Provided data START

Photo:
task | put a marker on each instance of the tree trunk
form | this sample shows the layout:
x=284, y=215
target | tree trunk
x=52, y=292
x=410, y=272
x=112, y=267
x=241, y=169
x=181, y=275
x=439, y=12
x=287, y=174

Provided data END

▶ _What to produce_: The whole listing above needs to be written out exactly.

▶ _Your response_:
Photo:
task | put a marker on each instance of the tree trunk
form | this sample shows the layout:
x=284, y=215
target | tree trunk
x=52, y=292
x=410, y=272
x=112, y=267
x=241, y=169
x=181, y=275
x=439, y=12
x=287, y=174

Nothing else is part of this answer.